Mask-Associated Dry Eye – Nathan Little
9th December 2020
Mandated facial mask wear has been proven in reducing the spread of the novel SARS-CoV-2 virus which causes Covid-19. However mask wear, while beneficial in reducing the spread of the disease, does have unintended outcomes for the ocular surface. Recent articles have referenced an increase in dry eye disease related to mask wear. This new phenomenon was designated as Mask Associated Dry Eye (MADE) and was first referenced by Darrell E. White MD in Ocular Surface Magazine in June, 2020.1 Given the continued global impact of Covid-19 and the increase in face coverings, a subsequent proliferation of mask related ocular surface disease and MADE could be on the horizon.
The UK government issued the compulsory requirement for face coverings back in July, 2020 which included an extensive list of indoor and outdoor circumstances.2 Due to government guidelines the UK saw an increase of mask wear in public places by 75% from March to September, figure 1 below.3 A recent poll from YouGov also indicated interesting data pertaining to the frequency of travel outside the home and the type of face covering worn, Figure 2. An estimated 94% of the population left the domicile in the past week and 90% wearing a mask/face covering during that time. Notably, 69% of Britons wore washable and reusable masks as part of their travel routine. While the numbers of Britons wearing a face covering is promising (over 90%) this increase and the requirement for new behavioral habits does not come without faults and a proliferation in poor mask hygiene.4 Figure 3 below shows that only 13% of all those wearing washable face coverings are cleaning them correctly, with 66% washing at a maximum every 2-3 wears (and 15% not cleaning the face mask at all). 4
The apparent increase in mask time and the unsettling statistics on mask hygiene point to an upcoming increase in MADE and potentially other ocular surface diseases. Recent articles by Moshirfar et al. and Darrell E. White theorized that the increase in air flow from the dynamics of wearing the face covering may have an effect on the tear film stability. 1,5 The increase in air flow to the ocular surface from the mask updraft may result in air convection to the ocular surface increasing tear film evaporation.5 Feedback from different mask wearing cohorts described a distinct feeling of increased air flow upwards from the mask to the ocular region and the same patient cohort presented increased symptoms from the Ocular Surface Disease Index, including increased corneal staining and a reported increase in dry eye post cataract surgery.5 In addition to an increase in patient presentations for dry eye symptoms and increase in staff complaints of dry eye was also described.5 It can be hypothesized that in addition to increased air flow from updraft that in these cases of eye care provider (ECP) staff the use of tape or other adherent materials used to hold a mask in place may have affected the normal biomechanics of the lid.5 The prolonged effects of the mask wear have not been quantified extensively in literature but ocular surface irritation and even exposure keratopathy have been reported as a result of mechanical ventilation and or lagophthalmos in some instances.5
Given the clear lack of documentation of ocular surface disease and the alike related to mask wear and MADE it is safe to say that eye care providers (ECPs) will need to consider MADE and other ocular surface diseases caused by mask were moving forward. The prevalence of Covid-19 and mask wear will not diminish for the foreseeable future which may very well cause an increase in dry eye disease symptoms for patients, staff and even the ECP. In addition to dry eye symptoms, increased mask wear and the subsequent deterioration of the tear film may also pose a risk for increased transmission of Covid-19. This area of ocular surface disease is one to watch and may very well be a growing segment in the future.
= = =
> **PROBLEM DESCRIPTION**: Copy the article on mask-associated dry eye from "Mask-Associated Dry Eye" up to and including "on the horizon.", and change "Covid-19" to "COVID-19" throughout. The records have no connection to the article on mask-associated dry eye.

> **RAW DATA**:
= = =
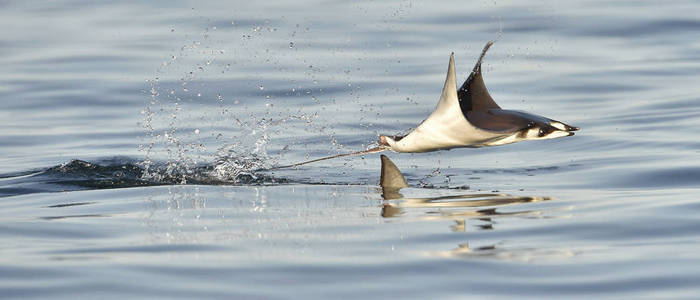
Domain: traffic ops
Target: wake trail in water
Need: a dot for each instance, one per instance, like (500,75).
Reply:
(120,172)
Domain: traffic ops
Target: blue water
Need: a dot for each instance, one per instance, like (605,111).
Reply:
(130,133)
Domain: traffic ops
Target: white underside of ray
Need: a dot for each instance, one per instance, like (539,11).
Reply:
(446,127)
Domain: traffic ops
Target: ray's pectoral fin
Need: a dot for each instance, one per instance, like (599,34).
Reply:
(473,94)
(391,179)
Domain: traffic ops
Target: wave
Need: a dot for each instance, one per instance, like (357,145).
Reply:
(124,172)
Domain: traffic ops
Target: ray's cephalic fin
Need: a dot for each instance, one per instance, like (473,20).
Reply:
(363,152)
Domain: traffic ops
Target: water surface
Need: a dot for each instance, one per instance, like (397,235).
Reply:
(130,132)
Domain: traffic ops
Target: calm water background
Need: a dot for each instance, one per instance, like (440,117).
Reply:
(129,131)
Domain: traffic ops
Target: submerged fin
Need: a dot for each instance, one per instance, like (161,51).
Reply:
(473,94)
(391,176)
(391,180)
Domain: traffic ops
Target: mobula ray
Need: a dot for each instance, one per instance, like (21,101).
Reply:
(467,118)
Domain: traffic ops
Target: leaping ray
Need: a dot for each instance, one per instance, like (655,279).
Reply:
(470,118)
(466,118)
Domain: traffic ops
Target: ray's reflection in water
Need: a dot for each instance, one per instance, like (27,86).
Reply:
(482,207)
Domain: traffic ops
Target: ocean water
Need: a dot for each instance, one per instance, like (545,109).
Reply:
(131,134)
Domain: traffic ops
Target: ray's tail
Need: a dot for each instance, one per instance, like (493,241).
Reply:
(363,152)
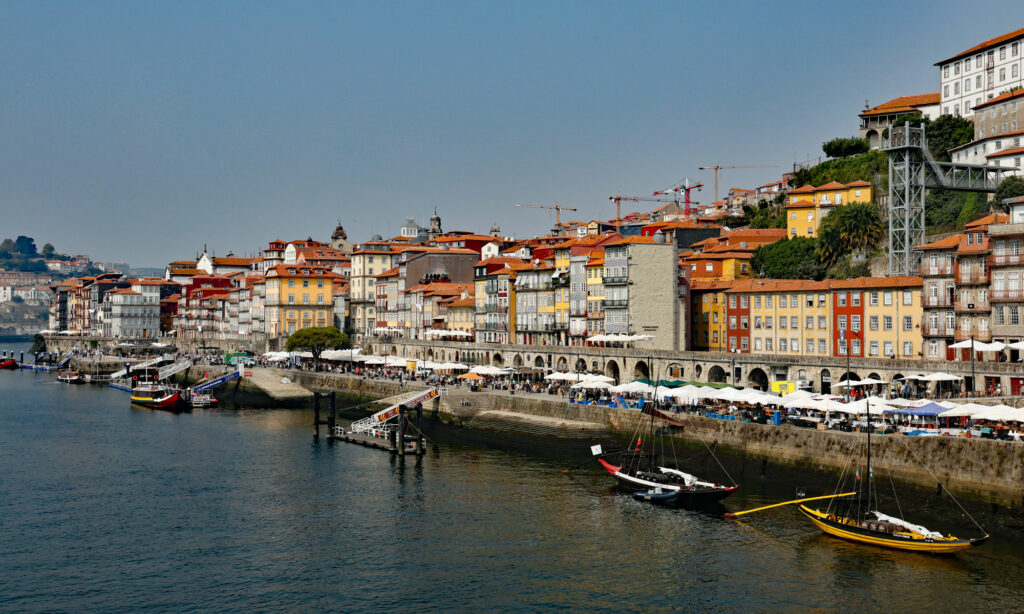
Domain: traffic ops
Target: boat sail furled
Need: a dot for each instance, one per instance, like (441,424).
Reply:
(872,527)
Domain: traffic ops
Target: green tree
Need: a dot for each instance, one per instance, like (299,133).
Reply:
(315,340)
(1009,188)
(857,226)
(841,147)
(787,259)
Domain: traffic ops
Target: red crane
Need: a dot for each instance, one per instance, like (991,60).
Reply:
(619,201)
(684,186)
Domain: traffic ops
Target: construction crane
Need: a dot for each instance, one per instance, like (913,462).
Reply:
(684,186)
(717,166)
(558,209)
(619,202)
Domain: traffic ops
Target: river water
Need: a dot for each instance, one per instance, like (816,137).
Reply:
(108,508)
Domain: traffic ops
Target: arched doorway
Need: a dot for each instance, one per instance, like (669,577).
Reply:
(758,379)
(611,369)
(716,374)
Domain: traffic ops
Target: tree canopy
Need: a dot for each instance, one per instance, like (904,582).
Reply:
(857,226)
(843,146)
(788,259)
(315,340)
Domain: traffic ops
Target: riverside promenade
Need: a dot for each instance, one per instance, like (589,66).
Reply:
(985,470)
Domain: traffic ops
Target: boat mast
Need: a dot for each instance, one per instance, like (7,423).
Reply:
(867,406)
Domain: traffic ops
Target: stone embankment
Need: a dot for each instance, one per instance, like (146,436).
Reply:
(986,470)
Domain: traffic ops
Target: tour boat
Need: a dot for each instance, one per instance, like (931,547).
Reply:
(70,377)
(156,395)
(639,472)
(856,522)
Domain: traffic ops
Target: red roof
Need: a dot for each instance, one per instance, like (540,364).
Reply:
(902,104)
(985,45)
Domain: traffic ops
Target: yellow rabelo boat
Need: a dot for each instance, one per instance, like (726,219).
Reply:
(876,528)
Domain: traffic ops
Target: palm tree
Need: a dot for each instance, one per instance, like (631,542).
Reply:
(855,227)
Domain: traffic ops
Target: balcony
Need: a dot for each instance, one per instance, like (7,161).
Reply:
(936,302)
(1008,259)
(972,306)
(1006,229)
(1006,295)
(975,335)
(972,276)
(939,269)
(938,330)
= = =
> **RESPONSE BOX**:
Mask-Associated Dry Eye – Nathan Little
9th December 2020
Mandated facial mask wear has been proven in reducing the spread of the novel SARS-CoV-2 virus which causes COVID-19. However mask wear, while beneficial in reducing the spread of the disease, does have unintended outcomes for the ocular surface. Recent articles have referenced an increase in dry eye disease related to mask wear. This new phenomenon was designated as Mask Associated Dry Eye (MADE) and was first referenced by Darrell E. White MD in Ocular Surface Magazine in June, 2020.1 Given the continued global impact of COVID-19 and the increase in face coverings, a subsequent proliferation of mask related ocular surface disease and MADE could be on the horizon.